Written exercise: Copy the items below word for word, starting with the line containing "For the benchmark, indicate the cloud" and continuing through the line containing "Target: church dome", both lines included. Omit the pictures.

Object location annotation data:
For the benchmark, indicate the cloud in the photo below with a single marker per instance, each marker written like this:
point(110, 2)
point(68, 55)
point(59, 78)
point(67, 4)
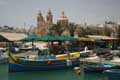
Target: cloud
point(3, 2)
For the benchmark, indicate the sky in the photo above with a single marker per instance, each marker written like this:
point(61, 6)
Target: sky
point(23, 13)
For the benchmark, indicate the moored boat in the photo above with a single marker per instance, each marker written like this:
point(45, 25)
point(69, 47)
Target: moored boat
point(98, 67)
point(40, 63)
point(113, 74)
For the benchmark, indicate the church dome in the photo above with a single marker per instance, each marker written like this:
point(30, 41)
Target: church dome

* * *

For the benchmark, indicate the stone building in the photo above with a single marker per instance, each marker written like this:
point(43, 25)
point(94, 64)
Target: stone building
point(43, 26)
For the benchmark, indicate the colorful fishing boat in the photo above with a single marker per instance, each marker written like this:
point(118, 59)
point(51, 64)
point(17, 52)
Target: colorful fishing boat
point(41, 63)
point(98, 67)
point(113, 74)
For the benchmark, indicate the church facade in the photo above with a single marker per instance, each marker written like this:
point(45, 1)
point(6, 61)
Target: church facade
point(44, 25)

Right answer:
For the benchmark, indicate the cloud in the photo below with a single marker per instance, each marker written like this:
point(110, 2)
point(68, 55)
point(59, 78)
point(67, 4)
Target: cloud
point(3, 2)
For the benchmark, indicate the sky in the photo above with a single marker per instance, each marker written like this:
point(61, 6)
Target: sky
point(23, 13)
For the benchmark, indicate the moored boat in the photo above with a single marker per instance, each marker written like this:
point(45, 25)
point(69, 47)
Target: moored boat
point(98, 67)
point(40, 63)
point(113, 74)
For the benchmark, indicate the church dome in the photo above with a single marker per instance, each marker written like this:
point(30, 41)
Target: church dome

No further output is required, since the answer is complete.